• **What this task involves**
How many lines in the material below contain the word "surface"? Give only the number.

• **Dataset records**
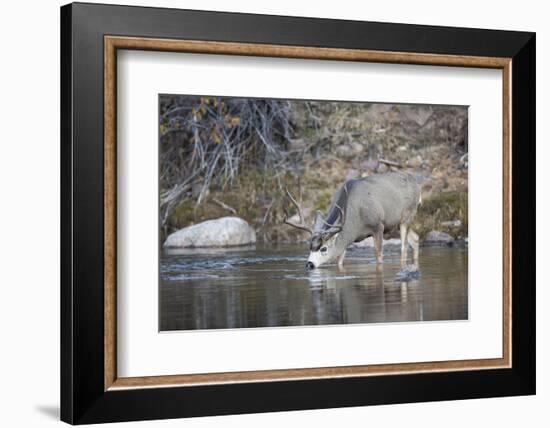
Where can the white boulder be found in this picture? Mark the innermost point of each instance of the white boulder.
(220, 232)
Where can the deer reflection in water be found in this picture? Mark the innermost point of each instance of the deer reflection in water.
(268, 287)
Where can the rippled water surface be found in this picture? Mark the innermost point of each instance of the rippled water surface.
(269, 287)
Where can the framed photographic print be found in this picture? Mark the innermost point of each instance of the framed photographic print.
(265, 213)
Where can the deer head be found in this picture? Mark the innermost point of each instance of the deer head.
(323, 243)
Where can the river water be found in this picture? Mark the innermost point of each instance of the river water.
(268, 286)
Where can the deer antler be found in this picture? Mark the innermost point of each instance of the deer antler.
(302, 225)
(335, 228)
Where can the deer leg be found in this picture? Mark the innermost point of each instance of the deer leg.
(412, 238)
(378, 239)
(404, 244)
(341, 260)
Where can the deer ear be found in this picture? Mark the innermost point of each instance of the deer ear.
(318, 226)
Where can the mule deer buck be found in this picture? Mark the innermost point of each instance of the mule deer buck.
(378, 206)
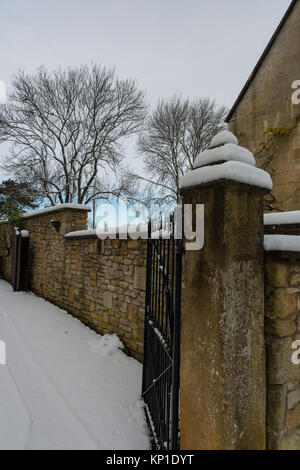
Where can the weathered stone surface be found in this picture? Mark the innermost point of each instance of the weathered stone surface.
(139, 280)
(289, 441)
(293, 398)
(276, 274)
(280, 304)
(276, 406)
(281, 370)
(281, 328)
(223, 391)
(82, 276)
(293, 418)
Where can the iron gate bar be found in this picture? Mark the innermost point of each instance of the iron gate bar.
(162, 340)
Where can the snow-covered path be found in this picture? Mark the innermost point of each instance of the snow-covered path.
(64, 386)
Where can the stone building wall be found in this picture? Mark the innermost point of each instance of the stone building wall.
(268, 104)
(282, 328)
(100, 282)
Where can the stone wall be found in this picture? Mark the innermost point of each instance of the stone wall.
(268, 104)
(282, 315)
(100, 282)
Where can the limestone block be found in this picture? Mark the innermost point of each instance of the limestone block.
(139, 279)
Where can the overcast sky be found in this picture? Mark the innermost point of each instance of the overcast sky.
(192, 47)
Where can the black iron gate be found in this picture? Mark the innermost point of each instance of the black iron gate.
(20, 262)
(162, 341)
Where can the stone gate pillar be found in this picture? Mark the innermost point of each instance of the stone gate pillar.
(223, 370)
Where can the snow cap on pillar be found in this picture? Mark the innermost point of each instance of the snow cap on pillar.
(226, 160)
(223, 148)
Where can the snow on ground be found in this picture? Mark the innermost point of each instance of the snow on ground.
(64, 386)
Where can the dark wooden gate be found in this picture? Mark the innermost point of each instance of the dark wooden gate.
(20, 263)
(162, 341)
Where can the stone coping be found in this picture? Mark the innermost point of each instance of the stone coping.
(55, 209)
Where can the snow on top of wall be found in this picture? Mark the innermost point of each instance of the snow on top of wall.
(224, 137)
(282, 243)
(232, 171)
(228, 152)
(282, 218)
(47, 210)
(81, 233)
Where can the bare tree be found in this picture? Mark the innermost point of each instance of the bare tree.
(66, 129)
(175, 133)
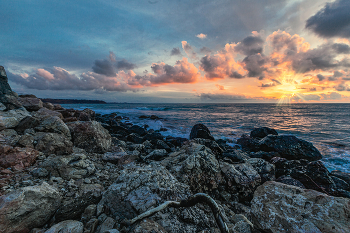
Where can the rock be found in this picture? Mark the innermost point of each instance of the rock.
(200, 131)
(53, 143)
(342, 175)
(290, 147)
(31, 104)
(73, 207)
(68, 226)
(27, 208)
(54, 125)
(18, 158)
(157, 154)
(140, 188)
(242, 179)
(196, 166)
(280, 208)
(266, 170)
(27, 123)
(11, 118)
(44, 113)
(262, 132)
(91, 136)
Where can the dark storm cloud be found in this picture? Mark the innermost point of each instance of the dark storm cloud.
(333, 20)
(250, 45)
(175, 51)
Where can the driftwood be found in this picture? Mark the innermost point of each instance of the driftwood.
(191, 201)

--

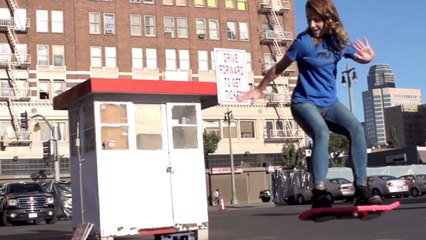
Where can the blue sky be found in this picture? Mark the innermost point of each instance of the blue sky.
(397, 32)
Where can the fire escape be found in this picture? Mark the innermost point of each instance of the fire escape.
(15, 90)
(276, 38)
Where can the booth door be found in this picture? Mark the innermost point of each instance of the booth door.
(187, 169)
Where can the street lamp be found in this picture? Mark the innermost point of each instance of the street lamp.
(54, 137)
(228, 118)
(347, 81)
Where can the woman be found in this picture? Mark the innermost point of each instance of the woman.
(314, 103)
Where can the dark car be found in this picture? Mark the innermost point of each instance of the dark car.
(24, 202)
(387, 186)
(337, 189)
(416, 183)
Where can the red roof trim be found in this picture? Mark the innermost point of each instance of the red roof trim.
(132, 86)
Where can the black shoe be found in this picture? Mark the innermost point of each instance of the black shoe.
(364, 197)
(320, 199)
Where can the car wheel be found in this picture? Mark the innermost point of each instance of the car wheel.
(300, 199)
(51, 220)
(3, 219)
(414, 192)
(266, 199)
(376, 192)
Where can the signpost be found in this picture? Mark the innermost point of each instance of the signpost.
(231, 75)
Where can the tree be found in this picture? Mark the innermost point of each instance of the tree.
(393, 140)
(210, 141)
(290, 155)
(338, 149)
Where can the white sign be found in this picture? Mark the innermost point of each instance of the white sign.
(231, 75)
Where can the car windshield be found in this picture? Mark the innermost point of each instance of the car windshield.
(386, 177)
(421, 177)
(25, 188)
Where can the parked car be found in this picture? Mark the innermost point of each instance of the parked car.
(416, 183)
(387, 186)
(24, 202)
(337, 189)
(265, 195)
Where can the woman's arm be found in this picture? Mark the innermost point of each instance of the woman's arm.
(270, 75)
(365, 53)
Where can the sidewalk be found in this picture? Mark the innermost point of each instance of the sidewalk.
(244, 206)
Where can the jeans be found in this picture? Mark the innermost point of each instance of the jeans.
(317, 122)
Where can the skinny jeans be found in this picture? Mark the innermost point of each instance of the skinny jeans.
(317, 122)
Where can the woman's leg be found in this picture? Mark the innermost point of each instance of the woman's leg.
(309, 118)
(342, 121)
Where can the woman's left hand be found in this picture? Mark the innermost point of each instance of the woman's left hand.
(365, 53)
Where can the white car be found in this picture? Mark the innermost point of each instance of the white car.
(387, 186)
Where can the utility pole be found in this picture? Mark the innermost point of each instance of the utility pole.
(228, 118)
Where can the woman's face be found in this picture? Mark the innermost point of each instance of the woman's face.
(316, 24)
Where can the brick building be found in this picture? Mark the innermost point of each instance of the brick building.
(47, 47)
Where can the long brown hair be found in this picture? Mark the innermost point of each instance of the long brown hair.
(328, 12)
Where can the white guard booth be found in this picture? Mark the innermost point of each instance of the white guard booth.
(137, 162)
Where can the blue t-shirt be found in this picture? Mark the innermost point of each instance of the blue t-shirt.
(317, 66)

• **Answer to the task**
2